- Requirements -
Gather every line of the material below that contains the string "green". Matching is case-sensitive.

(Data records)
>> Start

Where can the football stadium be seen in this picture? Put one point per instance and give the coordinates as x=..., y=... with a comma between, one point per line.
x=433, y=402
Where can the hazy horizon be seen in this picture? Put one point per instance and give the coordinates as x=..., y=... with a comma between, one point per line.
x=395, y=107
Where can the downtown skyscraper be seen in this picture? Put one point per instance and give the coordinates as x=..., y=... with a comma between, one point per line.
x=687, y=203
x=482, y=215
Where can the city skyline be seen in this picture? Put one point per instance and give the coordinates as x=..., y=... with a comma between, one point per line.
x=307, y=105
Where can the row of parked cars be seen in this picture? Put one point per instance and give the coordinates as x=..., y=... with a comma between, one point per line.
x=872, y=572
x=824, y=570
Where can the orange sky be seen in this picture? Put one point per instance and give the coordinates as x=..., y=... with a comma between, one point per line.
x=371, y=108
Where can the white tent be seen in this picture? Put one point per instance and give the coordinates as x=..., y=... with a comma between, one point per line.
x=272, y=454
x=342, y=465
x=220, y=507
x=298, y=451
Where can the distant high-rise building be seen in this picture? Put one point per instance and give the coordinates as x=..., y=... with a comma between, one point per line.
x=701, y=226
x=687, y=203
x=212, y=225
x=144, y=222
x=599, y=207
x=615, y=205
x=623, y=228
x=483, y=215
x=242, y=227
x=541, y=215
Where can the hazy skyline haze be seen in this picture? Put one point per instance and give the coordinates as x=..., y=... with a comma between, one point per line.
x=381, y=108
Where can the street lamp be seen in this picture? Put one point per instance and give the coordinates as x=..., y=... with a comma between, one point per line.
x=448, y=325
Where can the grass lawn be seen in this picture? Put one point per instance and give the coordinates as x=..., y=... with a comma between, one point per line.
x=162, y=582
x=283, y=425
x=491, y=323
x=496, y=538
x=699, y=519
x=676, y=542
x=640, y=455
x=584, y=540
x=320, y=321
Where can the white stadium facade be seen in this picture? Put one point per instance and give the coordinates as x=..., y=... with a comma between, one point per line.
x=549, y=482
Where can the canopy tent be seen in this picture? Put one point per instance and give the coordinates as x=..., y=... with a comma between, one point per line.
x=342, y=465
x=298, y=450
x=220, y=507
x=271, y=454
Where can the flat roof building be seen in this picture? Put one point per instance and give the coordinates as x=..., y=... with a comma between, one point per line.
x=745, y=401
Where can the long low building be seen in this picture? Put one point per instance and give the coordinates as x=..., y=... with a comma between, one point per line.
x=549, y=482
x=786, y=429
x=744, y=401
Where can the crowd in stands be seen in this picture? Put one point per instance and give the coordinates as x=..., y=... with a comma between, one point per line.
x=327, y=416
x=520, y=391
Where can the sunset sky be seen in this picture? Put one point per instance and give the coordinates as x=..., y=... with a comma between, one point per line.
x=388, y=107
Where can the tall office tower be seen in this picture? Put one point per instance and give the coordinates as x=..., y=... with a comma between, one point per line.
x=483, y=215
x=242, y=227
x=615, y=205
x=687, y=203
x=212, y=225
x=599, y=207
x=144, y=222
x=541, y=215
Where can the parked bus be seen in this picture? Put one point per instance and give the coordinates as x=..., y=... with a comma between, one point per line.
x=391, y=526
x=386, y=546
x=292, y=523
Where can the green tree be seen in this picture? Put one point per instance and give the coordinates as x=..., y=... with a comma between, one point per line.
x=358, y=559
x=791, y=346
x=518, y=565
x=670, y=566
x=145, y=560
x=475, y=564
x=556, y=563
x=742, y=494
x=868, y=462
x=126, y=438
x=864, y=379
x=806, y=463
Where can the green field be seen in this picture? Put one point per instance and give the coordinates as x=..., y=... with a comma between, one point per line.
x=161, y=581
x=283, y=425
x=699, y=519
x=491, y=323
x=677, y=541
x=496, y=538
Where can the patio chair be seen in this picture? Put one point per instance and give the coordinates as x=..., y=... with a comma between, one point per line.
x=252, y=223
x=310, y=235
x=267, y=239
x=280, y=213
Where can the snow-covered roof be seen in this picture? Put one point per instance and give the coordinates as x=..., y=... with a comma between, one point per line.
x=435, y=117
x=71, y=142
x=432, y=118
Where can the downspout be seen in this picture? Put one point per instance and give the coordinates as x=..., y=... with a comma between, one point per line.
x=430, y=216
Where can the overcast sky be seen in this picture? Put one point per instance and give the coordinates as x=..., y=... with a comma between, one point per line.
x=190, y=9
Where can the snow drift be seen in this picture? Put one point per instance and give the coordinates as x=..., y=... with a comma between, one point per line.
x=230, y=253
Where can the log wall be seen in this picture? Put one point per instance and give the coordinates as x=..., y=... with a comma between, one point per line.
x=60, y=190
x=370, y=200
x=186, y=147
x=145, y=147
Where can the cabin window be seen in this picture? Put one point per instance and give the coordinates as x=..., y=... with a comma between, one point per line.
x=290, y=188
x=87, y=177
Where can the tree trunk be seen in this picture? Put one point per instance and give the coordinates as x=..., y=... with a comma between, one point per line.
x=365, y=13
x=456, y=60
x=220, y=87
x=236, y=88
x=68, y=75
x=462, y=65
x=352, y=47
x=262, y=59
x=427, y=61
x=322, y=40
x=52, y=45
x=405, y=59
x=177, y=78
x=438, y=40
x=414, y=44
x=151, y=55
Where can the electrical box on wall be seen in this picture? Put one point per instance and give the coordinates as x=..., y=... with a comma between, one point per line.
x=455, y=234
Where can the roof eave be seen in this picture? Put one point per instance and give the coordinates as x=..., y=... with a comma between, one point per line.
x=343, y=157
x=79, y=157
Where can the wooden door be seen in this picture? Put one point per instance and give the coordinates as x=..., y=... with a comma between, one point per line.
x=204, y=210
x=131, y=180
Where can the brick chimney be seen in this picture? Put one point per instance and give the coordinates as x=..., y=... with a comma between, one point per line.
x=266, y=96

>> End
>> Start

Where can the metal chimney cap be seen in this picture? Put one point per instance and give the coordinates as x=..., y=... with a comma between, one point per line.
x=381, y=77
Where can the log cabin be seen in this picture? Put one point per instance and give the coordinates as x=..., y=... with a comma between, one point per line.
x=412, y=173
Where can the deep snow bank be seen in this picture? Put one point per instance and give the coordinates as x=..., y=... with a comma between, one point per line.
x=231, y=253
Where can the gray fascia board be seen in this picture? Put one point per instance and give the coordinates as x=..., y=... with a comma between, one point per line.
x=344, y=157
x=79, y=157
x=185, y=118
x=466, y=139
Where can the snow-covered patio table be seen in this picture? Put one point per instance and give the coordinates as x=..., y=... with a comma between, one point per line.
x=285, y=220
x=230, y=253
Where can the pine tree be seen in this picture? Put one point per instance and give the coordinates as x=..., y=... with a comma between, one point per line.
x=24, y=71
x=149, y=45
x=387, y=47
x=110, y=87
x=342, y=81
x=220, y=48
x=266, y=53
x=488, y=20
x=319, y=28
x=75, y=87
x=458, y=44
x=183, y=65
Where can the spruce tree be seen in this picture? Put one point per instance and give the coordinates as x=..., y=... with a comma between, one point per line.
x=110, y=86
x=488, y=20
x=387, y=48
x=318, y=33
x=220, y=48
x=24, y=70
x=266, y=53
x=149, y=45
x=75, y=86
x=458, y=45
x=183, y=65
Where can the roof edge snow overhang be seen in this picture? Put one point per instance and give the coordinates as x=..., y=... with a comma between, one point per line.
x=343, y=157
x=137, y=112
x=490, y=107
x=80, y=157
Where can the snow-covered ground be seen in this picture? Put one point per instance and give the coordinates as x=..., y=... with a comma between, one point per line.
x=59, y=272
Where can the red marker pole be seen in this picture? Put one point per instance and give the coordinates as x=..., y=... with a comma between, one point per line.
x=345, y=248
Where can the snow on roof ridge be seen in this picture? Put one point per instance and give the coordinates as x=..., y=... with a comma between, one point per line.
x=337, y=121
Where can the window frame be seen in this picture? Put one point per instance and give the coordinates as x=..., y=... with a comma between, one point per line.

>> End

- In response -
Where can the green tree be seen in this picture? Put one point per instance and give the coordinates as x=..., y=... with a comma between, one point per line.
Where can the green field be seen in this picture? Put one point per instance and give the coordinates as x=..., y=... with a comma between, one point per line.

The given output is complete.